Exercise data:
▽

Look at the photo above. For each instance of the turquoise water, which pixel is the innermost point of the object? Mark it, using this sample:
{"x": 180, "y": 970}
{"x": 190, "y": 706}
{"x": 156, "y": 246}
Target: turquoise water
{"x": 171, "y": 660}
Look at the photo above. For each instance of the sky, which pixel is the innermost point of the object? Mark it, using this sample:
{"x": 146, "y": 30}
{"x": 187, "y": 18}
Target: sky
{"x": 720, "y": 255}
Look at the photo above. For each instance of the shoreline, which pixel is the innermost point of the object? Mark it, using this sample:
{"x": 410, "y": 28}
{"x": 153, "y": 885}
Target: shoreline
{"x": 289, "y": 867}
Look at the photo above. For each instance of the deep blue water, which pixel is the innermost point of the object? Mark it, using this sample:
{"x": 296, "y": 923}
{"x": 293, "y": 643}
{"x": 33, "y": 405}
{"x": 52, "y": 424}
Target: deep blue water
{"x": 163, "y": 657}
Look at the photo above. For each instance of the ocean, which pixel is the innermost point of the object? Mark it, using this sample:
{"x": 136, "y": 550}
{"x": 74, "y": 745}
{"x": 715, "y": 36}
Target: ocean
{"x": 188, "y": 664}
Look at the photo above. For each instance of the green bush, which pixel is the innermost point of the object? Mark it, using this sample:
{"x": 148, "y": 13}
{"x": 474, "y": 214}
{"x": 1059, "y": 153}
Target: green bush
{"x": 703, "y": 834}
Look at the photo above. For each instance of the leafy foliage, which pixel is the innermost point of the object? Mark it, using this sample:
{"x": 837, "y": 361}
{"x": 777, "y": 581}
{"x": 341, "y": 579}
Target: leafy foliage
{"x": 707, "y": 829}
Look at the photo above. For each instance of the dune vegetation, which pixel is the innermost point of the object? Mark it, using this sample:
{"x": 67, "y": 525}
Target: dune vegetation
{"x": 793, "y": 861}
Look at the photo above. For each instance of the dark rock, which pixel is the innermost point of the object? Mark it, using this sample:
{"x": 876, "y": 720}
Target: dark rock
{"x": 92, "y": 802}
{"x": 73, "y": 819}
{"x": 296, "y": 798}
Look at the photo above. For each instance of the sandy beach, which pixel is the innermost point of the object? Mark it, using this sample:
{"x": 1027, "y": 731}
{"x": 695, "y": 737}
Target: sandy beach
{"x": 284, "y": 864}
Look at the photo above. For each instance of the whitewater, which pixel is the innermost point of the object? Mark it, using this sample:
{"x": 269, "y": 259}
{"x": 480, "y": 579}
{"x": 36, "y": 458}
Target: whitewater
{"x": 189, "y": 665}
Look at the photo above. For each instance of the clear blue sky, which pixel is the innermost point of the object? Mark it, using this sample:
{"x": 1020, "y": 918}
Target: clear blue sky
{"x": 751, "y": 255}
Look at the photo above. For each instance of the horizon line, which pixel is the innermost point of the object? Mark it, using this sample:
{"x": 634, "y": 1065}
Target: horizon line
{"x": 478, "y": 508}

△

Task instructions:
Copy all of the rows above word for word, keeping their order and line breaks.

Expected answer:
Look at the photo above. For each instance of the turquoise water, which pixel is the innermost point of the object? Mark it, using this sample:
{"x": 180, "y": 970}
{"x": 190, "y": 706}
{"x": 156, "y": 246}
Target: turquoise water
{"x": 171, "y": 660}
Look at the photo above. For each instance of the sky, which pixel is the innermost point of the object? Mark it, using this sample:
{"x": 146, "y": 30}
{"x": 187, "y": 18}
Target: sky
{"x": 720, "y": 255}
Look at the photo above. For each instance of the shoreline, which pixel is the innermost point of the object? Mark it, using this sample:
{"x": 410, "y": 28}
{"x": 153, "y": 885}
Target: shoreline
{"x": 289, "y": 867}
Look at the photo above. For each instance of the deep blue water, which pixel is the innermost point of the object? Mark it, using this sample:
{"x": 296, "y": 923}
{"x": 293, "y": 643}
{"x": 33, "y": 405}
{"x": 52, "y": 424}
Target: deep blue water
{"x": 163, "y": 657}
Look at the photo above. For each instance of the ocean, which pixel is the innermost point of the object? Mark it, using this sample:
{"x": 136, "y": 550}
{"x": 74, "y": 745}
{"x": 715, "y": 36}
Target: ocean
{"x": 188, "y": 664}
Look at the photo above. For each instance of the green bush, which pixel is the innermost point of the object? Mark it, using this sample:
{"x": 148, "y": 13}
{"x": 474, "y": 214}
{"x": 1059, "y": 153}
Target: green bush
{"x": 703, "y": 834}
Look at the photo above. For each instance of the leafy foliage, which pixel is the innermost point of the object? Mark it, using this sample:
{"x": 837, "y": 361}
{"x": 777, "y": 581}
{"x": 341, "y": 579}
Target: leafy foliage
{"x": 707, "y": 829}
Look at the photo above. For each instance of the dune vegetation, which pixel is the innermost point of the object? Mark it, using this sample:
{"x": 67, "y": 525}
Target: dune vegetation
{"x": 793, "y": 861}
Look at the photo above. For each instance of the dark rock, which pixel is the innermost point of the object? Mark it, using this sample:
{"x": 876, "y": 720}
Target: dark rock
{"x": 92, "y": 802}
{"x": 73, "y": 819}
{"x": 296, "y": 798}
Look at the photo above. For each instance of the sandy beach, which pixel is the innermost point of the object? Mark it, using this sample:
{"x": 1027, "y": 731}
{"x": 695, "y": 737}
Target: sandy beach
{"x": 284, "y": 864}
Look at the photo above. For each instance of the whitewater, which pixel is the innermost point of the object? Mark it, using this sample:
{"x": 269, "y": 259}
{"x": 480, "y": 579}
{"x": 36, "y": 458}
Target: whitewater
{"x": 189, "y": 665}
Look at the photo above. For each instance of the clear blue sky, which pixel is the innermost point of the object? Mark it, using this sample:
{"x": 1020, "y": 918}
Target: clear blue sky
{"x": 751, "y": 255}
Look at the photo above. For each instance of the horizon line, which pixel is the innermost point of the object? Mark it, using this sample:
{"x": 634, "y": 1065}
Target: horizon line
{"x": 478, "y": 508}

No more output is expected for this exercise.